Stored items
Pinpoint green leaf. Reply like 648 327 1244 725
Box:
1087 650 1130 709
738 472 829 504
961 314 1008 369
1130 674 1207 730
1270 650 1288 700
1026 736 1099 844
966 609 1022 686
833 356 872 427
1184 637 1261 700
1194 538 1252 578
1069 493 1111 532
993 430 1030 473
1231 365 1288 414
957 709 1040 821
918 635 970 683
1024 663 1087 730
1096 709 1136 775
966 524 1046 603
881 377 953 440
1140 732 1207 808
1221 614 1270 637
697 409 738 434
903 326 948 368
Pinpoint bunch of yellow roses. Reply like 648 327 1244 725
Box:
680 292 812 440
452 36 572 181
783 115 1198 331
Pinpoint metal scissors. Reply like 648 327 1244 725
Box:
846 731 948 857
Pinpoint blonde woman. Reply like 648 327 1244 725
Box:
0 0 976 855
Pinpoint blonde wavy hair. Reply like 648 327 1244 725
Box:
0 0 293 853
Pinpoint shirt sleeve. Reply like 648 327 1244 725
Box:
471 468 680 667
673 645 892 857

What to do: Reproduce every line of the material above, unchanged and in the same order, from the first line through the last.

Reply to the task:
Pinpoint green leaf. Reply like 648 327 1244 725
Box:
1087 650 1130 709
738 472 829 504
961 314 1008 369
1130 674 1207 730
1270 650 1288 700
1026 736 1099 844
966 609 1022 686
833 356 872 427
1184 637 1261 700
1194 538 1252 578
1069 493 1111 532
993 430 1030 473
1231 365 1288 414
957 709 1040 821
918 635 970 683
1024 663 1087 730
1096 709 1136 775
966 524 1046 603
881 377 953 440
1140 732 1207 808
1221 614 1270 637
697 409 738 434
903 326 948 368
Pinpoint bunch of yellow roses. Reply like 648 327 1244 725
Box:
680 292 812 440
452 36 572 181
783 115 1198 331
Pinpoint metal scissors. Reply like 648 327 1244 725
Box:
846 731 948 857
Pinpoint blonde woman. Reply like 648 327 1244 725
Box:
0 0 976 855
Pinpoint blonde wavy hair. Reply like 648 327 1244 725
Box:
0 0 293 853
Pinpoint shirt sleeve. Reply like 648 327 1244 725
Box:
471 468 680 667
673 645 892 857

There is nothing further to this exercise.